AMP PD Cloud Architecture

All AMP PD data is stored on Google Cloud Platform (GCP) and can be accessed by approved researchers using both AP PD Researcher Workbench and GCP-native tools.

Data is Available as files in Google Cloud Storage and as tables in Google BigQuery.

Google Cloud Storage

Google Cloud Storage is a general purpose object store. One more commonly considers it the place to store "data files" in a manner similar to a file system. Cloud Storage provides the ability to create "buckets" in order to store files (objects). Objects can be stored, listed, and accessed via directory format. 

Access to Cloud Storage is through a standard command-line tool, a web interface, and/or an authenticated REST API with client libraries for many programming languages. 

Data files such as FASTQ, CRAM, and VCF files will be stored in Google Cloud Storage:
 

Data Type Location Example Tables
Clinical Data gs://amp-pd-data/releases/2019_v1beta_040 Demographics
Transcriptomics gs://amp-pd- transcriptomics/releases/2019_v1beta_0220 aggregated.genes.tsv
aggregated.transcripts.tsv
aggregated.featureCounts.tsv
Genomics gs://amp-pd-genomics/releases/2019_v1beta_0220 VCF (join genotyped) Plink

Google BigQuery

Google BigQuery helps organizations structure genomic variant data to help teams achieve operational and scientific excellence through cloud computing.
☆ ☆ ☆ ☆
### About this exercise
In the AMP PD cloud architecture page, edit the stretch from "Access to Cloud" through "many programming languages." so that "web interface" is replaced with "browser console". The data that comes next has no connection to the AMP PD cloud architecture page.

### Recorded data
☆ ☆ ☆ ☆
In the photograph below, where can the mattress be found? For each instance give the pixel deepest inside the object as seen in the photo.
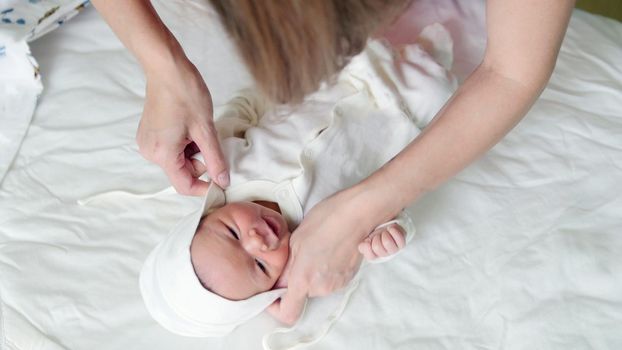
☆ ☆ ☆ ☆
### Result
Access to Cloud Storage is through a standard command-line tool, a browser console, and/or an authenticated REST API with client libraries for many programming languages.